### DATA PROVIDED
[start]

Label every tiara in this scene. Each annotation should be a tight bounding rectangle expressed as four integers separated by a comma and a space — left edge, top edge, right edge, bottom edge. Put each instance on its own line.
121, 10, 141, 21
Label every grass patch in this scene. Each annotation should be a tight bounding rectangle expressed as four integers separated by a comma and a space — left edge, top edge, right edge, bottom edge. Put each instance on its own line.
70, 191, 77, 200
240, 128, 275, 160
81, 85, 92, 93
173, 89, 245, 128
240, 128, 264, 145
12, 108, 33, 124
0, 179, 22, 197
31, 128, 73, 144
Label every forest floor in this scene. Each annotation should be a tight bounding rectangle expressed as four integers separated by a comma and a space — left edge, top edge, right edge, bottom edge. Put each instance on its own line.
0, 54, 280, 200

[end]
[start]

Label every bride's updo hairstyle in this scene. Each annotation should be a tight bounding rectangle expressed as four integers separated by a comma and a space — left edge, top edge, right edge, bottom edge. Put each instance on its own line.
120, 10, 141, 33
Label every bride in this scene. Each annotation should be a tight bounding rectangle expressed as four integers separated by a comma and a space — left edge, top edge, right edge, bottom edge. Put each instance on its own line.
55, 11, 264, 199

[end]

### THE PROBLEM
Duplicate the part of the records above that opens with the line containing "Label every forest" and closes with the line containing "0, 54, 280, 200", including both of those lines.

### CORRECT RESULT
Label every forest floor in this scene. Each annotation should be a tight bounding rectangle expressed as four integers separated by a comma and a space — left edge, top edge, right edge, bottom edge. Put each instance on its own line.
0, 54, 280, 200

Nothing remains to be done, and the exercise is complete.